▶ [What you need to do]: Reproduce the material below verbatim, starting at the line containing "Report one point per instance of the window" and ending at the line containing "Target: window frame", both included. Leave the picture out of your answer.

▶ [Information shown]:
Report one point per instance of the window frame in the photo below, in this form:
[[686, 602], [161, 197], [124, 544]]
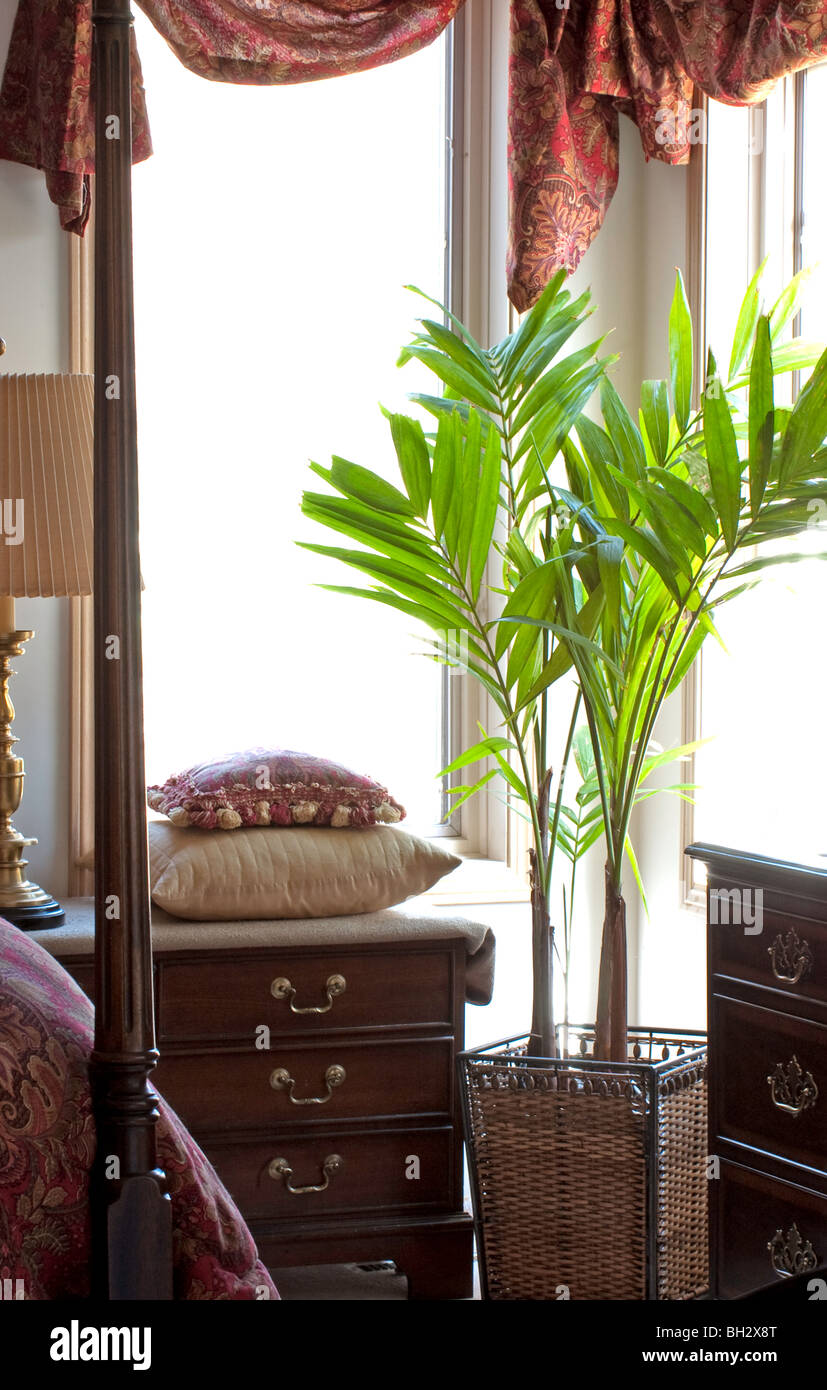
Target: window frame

---

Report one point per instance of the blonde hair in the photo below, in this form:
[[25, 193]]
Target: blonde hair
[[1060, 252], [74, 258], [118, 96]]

▶ [Answer below]:
Report one point per instance of the window frame in the photo below, in this form:
[[686, 602], [161, 197], [124, 544]]
Target: window frame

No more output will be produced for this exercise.